* Tâches à réaliser
[1] Répondez aux questions suivantes à partir de l'extrait sur Julie :
(a) Dans quelle ville le billet de la sœur a-t-il été reçu ?
(b) Qui a écrit la vie de Julie ?
(c) Qui a pleuré la mort de Julie ?
[2] Relevez toutes les phrases interrogatives que contient l'extrait sur Julie.
[3] Poursuivez l'extrait sur Julie à partir de sa dernière phrase.

* Extrait source
============

Je ne puis me défendre d’une certaine confusion en retrouvant mon nom dans les dernières lignes tracées par la main du vénérable historien de Julie[266]. Qu’ai-je affaire avec mes faiblesses auprès de si hautes perfections? Ai-je tenu tout ce que le billet de ma sœur m’avait fait promettre, lorsque je le reçus pendant mon émigration à Londres? Un livre suffit-il à Dieu? n’est-ce pas ma vie que je devrais lui présenter? Or, cette vie est-elle conforme au Génie du christianisme? Qu’importe que j’aie tracé des images plus ou moins brillantes de la religion, si mes passions jettent une ombre sur ma foi! Je n’ai pas été jusqu’au bout; je n’ai pas endossé le cilice: cette tunique de mon viatique aurait bu et séché mes sueurs. Mais, voyageur lassé, je me suis assis au bord du chemin: fatigué ou non, il faudra bien que je me relève, que j’arrive où ma sœur est arrivée.

Il ne manque rien à la gloire de Julie: l’abbé Carron a écrit sa vie; Lucile a pleuré sa mort.

============

* Items extraits

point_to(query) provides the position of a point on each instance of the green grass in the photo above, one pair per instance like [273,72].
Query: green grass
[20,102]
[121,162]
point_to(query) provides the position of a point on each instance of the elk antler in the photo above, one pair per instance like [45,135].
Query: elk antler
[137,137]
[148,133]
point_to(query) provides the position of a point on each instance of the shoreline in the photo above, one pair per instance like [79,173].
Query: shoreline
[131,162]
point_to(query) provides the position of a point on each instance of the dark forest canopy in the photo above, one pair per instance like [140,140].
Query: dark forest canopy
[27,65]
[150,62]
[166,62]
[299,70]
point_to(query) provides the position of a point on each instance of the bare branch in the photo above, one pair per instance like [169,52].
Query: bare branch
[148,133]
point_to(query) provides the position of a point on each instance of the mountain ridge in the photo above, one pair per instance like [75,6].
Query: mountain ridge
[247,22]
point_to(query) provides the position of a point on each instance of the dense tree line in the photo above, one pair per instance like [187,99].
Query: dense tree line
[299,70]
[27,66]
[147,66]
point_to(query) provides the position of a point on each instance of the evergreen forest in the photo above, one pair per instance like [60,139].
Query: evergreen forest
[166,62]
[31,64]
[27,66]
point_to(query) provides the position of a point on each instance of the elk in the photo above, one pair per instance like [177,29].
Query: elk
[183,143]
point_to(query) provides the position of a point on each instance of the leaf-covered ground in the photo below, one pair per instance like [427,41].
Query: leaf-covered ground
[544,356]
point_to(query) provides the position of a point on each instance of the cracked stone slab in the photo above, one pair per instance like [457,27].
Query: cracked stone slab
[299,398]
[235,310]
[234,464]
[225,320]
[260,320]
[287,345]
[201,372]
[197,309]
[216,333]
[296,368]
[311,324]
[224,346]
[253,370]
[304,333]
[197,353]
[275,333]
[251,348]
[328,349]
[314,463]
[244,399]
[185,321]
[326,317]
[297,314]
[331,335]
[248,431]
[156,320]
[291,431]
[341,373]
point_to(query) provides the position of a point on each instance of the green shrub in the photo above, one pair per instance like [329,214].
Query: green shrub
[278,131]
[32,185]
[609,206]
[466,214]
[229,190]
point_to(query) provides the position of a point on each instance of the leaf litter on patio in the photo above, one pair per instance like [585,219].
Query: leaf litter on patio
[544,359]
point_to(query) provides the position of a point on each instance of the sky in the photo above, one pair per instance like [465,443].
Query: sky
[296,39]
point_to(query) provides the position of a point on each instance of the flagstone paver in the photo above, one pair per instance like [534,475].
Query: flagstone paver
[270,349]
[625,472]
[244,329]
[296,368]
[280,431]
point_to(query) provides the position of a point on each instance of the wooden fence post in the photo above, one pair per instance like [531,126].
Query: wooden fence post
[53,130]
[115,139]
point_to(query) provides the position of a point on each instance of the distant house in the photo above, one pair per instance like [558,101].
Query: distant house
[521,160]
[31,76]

============

* Réponses par tâche
[1]
(a) À Londres, pendant l'émigration.
(b) L'abbé Carron.
(c) Lucile.

[2]
- Qu'ai-je affaire avec mes faiblesses auprès de si hautes perfections?
- Ai-je tenu tout ce que le billet de ma sœur m'avait fait promettre, lorsque je le reçus pendant mon émigration à Londres?
- Un livre suffit-il à Dieu?
- n'est-ce pas ma vie que je devrais lui présenter?
- Or, cette vie est-elle conforme au Génie du christianisme?

[3]
* * *

Quand je retrouvai Julie à Paris, elle était dans la pompe de la mondanité; elle se montrait couverte de ces fleurs, parée de ces colliers, voilée de ces tissus parfumés que saint Clément défend aux premières chrétiennes. Saint Basile veut que le milieu de la nuit soit pour le solitaire ce que le matin est pour les autres, afin de profiter du silence de la nature. Ce milieu de la nuit était l’heure où Julie allait à des fêtes dont ses vers, accentués par elle avec une merveilleuse euphonie, faisaient la principale séduction.

Julie était infiniment plus jolie que Lucile; elle avait des yeux bleus caressants et des cheveux bruns à gaufrures ou à grandes ondes. Ses mains et ses bras, modèles de blancheur et de forme, ajoutaient par leurs mouvements gracieux quelque chose de plus charmant encore à sa taille charmante. Elle était brillante, animée, riait beaucoup sans affectation, et montrait en riant des dents perlées. Une foule de portraits de femmes du temps de Louis XIV ressemblaient à Julie, entre autres ceux des trois Mortemart; mais elle avait plus d’élégance que madame de Montespan.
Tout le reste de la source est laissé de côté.